(DATA TO PROCESS begins)

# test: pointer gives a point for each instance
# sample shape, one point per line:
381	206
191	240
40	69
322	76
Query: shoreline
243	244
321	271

(DATA TO PROCESS ends)

*PROMPT*: Within the records, how many lines carry the word "point"? Reply with the figure alone.

*SOLUTION*: 2